文档正文:
● ● ● ● ● ● ●
另外，如果要构建更复杂的模型，可以将提供的nn.Module类子类化。当然这两种方式可以互相结合。

from torch import nn


class Model(nn.Module):
    def __init__(self):
        super().__init__()
        self.feature_extractor = nn.Sequential(
            nn.Conv2d(3, 12, kernel_size=3, padding=1, stride=1),
            nn.Conv2d(12, 24, kernel_size=3, padding=1, stride=1),
        )
        self.second_extractor = nn.Conv2d(
            24, 36, kernel_size=3, padding=1, stride=1)

    def forward(self, x):
        x = self.feature_extractor(x)
        x = self.second_extractor(x)
        # note that we may call same layer twice or mode
        x = self.second_extractor(x)
        return x

在__init__方法中，我们应该把以后要使用的所有层都定义一下。在forward方法中，我们应指定使用已定义层的步骤。通常来说，反向传播将会自动进行计算。

自定义层

But what if we want to define some custom model with nonstandard backprop? Here is one example — XNOR networks:

但是，如果我们想定义一些非标准的后向传播模型的话要怎么办呢？这里有一个例子 - XNOR网络：

这里我不会深究细节问题。想要了解更多有关这个类型网络的内容，请阅读原始论文。与我们这个问题有关的一切是反向传播的权重必须小于1并且大于-1。在PyTorch中，这实现起来很容易：

import torch


class MyFunction(torch.autograd.Function):

    @staticmethod
    def forward(ctx, input):
        ctx.save_for_backward(input)
        output = torch.sign(input)
        return output

    @staticmethod
    def backward(ctx, grad_output):
        # saved tensors - tuple of tensors, so we need get first
        input, = ctx.saved_variables
        grad_output[input.ge(1)] = 0
        grad_output[input.le(-1)] = 0
        return grad_output


# usage
x = torch.randn(10, 20)
y = MyFunction.apply(x)
# or
my_func = MyFunction.apply
y = my_func(x)


# and if we want to use inside nn.Module
class MyFunctionModule(torch.nn.Module):
    def forward(self, x):
        return MyFunction.apply(x)

真如你所见，我们只能定义两种方法：一种用于正向传播，另一种用于反向传播。如果我们需要从正向通道中访问一些变量，可以将它们存储在变量ctx中。注意：以前的API正向/反向传播方法不是静态的，要存储变量，必须像这样：self.save_for_backward(input)，要访问变量这必须：input, _ = self.saved_tensors。

用CUDA训练模型

我们先前已经讨论过如何将一张张量传给CUDA。但是，如果我们想要传递整个模型，则可以调用模型的.cuda()方法，然后将每个输入变量传给.cuda()。在完成所有的计算之后，我们可以用.cpu()方法获取结果。

import torch

### tensor example
x_cpu = torch.randn(10, 20)
w_cpu = torch.randn(20, 10)
# direct transfer to the GPU
x_gpu = x_cpu.cuda()
w_gpu = w_cpu.cuda()
result_gpu = x_gpu @ w_gpu
# get back from GPU to CPU
result_cpu = result_gpu.cpu()

### model example
model = model.cuda()
# train step
inputs = Variable(inputs.cuda())
● ● ● ● ● ● ●
数据记录:
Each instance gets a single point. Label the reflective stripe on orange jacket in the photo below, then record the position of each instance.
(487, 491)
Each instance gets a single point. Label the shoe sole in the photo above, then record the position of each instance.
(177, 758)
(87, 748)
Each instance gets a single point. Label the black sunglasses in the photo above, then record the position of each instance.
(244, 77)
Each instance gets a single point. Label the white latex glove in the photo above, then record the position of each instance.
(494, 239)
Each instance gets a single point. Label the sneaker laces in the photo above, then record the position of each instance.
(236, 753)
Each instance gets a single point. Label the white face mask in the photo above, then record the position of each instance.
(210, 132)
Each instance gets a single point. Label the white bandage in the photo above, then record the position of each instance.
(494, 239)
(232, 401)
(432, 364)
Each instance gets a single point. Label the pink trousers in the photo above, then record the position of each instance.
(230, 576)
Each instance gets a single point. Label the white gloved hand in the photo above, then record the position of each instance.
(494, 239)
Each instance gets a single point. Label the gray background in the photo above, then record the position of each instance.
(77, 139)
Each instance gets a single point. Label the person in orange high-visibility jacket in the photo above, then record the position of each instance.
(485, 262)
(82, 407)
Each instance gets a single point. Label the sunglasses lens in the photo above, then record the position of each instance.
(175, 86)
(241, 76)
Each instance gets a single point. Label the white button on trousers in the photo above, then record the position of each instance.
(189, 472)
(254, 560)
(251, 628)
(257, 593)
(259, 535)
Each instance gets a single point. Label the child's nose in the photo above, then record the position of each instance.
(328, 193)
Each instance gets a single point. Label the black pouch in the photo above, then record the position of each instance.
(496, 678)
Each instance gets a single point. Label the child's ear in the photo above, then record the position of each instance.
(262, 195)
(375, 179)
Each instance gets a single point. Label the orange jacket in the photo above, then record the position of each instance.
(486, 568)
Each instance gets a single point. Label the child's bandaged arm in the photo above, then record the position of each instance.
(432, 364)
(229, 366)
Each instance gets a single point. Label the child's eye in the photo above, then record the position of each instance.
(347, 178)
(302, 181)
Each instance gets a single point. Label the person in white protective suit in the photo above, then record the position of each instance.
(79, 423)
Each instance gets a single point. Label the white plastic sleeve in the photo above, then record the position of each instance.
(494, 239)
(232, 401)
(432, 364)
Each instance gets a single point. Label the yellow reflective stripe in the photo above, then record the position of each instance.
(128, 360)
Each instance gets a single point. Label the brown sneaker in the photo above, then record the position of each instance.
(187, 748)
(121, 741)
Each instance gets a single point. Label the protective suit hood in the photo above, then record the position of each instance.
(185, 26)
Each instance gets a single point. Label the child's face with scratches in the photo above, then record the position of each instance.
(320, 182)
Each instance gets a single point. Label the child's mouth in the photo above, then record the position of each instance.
● ● ● ● ● ● ●
任务列表:
• A. 根据文档正文，若要把整个模型传给CUDA，应调用模型的哪个方法？
• B. 请更新记录中从包含"Each instance gets a single point. Label the protective"的那一行开始、到记录末尾为止的各行（首尾两行均包括在内），将"hood"改为"helmet"，其余内容一律不变，仅输出这些行。
文档正文与数据记录是彼此独立的两部分材料。

参考答案:
• A. 应调用模型的.cuda()方法。

• B.
Each instance gets a single point. Label the protective suit helmet in the photo above, then record the position of each instance.
(185, 26)
Each instance gets a single point. Label the child's face with scratches in the photo above, then record the position of each instance.
(320, 182)
Each instance gets a single point. Label the child's mouth in the photo above, then record the position of each instance.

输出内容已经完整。